> [Your goal]: Please write out again, unchanged, everything in the entries from the line containing "On this screenshot, the fingernail" down to the line containing "[349,406,663,453]", both of those lines included.

> [Data to use]:
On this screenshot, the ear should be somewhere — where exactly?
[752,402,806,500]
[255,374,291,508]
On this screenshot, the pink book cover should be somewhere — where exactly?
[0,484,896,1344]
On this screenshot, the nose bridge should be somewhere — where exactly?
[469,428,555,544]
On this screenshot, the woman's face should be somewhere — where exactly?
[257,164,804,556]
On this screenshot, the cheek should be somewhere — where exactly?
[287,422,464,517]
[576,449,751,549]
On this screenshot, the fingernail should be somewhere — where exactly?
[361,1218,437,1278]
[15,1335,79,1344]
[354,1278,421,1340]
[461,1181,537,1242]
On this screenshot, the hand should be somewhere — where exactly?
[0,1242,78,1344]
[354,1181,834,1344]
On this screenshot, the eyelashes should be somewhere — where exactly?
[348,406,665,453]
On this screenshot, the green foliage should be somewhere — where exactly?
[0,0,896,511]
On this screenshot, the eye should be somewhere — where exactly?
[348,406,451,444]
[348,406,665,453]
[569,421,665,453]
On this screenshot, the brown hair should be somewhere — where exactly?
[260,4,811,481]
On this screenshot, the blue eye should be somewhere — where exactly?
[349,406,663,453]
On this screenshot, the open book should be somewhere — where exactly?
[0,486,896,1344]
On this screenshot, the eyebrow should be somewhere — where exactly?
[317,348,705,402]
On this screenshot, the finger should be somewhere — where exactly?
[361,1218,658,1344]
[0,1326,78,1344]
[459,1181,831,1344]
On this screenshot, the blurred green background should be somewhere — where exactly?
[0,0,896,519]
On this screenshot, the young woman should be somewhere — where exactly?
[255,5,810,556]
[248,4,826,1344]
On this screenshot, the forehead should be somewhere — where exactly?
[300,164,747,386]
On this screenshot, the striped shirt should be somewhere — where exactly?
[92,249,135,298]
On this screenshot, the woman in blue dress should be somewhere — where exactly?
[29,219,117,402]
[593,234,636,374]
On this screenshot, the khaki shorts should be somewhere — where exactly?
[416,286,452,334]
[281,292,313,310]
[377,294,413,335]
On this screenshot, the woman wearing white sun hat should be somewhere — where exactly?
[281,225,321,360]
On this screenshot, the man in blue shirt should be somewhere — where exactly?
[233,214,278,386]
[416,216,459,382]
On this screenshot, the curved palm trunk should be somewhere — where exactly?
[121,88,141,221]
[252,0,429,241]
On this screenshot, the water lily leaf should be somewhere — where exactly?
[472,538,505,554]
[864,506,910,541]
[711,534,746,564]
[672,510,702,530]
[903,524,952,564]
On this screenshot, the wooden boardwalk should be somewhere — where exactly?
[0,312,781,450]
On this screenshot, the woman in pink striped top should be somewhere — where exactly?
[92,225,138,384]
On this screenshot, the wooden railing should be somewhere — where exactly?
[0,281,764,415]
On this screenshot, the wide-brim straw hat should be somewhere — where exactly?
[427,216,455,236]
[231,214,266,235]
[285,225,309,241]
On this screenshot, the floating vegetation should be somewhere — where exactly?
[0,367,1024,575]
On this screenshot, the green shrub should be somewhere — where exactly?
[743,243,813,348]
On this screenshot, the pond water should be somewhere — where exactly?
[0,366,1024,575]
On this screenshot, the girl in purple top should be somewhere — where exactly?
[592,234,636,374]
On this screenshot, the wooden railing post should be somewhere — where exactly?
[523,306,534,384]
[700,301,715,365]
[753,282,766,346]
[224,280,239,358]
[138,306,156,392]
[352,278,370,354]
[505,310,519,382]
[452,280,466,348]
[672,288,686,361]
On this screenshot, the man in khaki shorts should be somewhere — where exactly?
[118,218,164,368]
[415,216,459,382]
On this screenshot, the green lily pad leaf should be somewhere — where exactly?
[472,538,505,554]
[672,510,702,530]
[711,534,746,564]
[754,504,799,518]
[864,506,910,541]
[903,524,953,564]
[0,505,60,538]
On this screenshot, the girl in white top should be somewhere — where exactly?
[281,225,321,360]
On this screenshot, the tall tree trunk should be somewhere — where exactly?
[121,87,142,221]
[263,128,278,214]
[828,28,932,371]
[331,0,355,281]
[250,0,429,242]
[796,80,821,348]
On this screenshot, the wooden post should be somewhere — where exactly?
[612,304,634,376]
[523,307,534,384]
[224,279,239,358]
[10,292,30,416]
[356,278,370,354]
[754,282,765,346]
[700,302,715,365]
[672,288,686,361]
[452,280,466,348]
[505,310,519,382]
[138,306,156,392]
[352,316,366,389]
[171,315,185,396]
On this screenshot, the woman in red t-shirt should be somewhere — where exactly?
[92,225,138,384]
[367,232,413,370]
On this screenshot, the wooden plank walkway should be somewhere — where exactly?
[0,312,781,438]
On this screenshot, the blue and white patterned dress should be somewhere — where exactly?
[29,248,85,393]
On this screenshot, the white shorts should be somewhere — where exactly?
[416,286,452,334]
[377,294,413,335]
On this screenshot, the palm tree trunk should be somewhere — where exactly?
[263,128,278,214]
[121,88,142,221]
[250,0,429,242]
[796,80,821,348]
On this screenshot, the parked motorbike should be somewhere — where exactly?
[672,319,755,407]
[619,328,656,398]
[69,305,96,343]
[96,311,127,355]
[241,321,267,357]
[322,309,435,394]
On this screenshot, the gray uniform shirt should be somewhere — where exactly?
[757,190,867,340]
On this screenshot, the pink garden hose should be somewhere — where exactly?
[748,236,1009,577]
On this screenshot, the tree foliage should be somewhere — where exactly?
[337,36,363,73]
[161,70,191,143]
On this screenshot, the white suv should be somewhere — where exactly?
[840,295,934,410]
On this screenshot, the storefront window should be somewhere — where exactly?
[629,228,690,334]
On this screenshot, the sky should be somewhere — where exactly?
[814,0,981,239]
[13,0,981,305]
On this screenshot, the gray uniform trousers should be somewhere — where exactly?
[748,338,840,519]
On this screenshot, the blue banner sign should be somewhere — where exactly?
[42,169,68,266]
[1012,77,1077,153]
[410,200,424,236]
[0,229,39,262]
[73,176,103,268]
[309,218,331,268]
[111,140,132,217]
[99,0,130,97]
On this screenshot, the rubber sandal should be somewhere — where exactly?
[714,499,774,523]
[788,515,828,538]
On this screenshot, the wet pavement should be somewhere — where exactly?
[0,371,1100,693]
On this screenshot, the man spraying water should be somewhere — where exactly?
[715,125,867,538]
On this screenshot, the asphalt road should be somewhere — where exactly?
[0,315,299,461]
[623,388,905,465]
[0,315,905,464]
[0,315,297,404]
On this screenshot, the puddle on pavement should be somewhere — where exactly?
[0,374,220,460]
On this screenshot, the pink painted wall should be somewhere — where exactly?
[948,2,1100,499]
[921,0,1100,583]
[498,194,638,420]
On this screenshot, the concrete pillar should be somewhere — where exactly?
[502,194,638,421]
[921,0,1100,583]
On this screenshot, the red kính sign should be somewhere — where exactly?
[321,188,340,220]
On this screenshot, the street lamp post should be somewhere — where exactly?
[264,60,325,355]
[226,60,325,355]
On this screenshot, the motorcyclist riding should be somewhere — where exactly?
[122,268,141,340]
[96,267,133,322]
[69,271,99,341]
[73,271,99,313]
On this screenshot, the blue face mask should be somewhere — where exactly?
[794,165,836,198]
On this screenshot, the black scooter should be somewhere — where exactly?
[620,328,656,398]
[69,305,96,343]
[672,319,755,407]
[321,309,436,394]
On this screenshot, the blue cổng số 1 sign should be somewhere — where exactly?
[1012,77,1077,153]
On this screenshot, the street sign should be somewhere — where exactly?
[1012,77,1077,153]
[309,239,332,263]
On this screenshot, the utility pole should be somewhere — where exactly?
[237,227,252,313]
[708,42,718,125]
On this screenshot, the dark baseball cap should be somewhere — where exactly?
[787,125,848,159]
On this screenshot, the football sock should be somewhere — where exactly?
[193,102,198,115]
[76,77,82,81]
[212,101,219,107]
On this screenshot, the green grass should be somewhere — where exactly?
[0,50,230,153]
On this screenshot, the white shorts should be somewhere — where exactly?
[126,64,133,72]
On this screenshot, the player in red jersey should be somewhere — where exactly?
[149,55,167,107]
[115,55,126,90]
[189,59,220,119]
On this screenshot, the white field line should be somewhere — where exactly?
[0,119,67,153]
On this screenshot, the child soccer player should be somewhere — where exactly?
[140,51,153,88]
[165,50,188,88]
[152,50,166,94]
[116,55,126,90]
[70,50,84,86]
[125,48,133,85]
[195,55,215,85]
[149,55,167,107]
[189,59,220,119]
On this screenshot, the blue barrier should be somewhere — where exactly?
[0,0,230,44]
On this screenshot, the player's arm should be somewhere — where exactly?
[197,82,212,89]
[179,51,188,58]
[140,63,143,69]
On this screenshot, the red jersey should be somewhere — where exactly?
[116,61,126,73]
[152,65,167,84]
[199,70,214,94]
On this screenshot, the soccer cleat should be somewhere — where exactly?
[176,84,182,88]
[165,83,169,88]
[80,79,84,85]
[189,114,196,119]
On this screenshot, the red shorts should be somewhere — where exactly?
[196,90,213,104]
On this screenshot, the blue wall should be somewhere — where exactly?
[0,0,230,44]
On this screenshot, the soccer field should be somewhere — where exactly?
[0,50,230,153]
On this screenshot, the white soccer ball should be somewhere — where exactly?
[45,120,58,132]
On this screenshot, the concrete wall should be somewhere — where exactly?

> [Problem solution]:
On this screenshot, the fingernail should be somewhere — where exactly?
[361,1218,437,1278]
[15,1335,79,1344]
[354,1278,421,1340]
[461,1181,537,1242]
On this screenshot, the hand should be somewhere — where exactly?
[0,1242,78,1344]
[354,1181,834,1344]
On this screenshot, the eyelashes should be somewhere — where exactly?
[348,406,665,453]
On this screenshot, the green foliage should be somewhere — where exactly?
[0,0,896,511]
On this screenshot, the eye should be somewhere — where exactly?
[348,406,451,444]
[348,406,665,453]
[569,421,665,453]
On this screenshot, the brown hair should be somewhere — where exactly?
[260,4,811,481]
On this screenshot, the blue eye should be somewhere — where exactly?
[349,406,663,453]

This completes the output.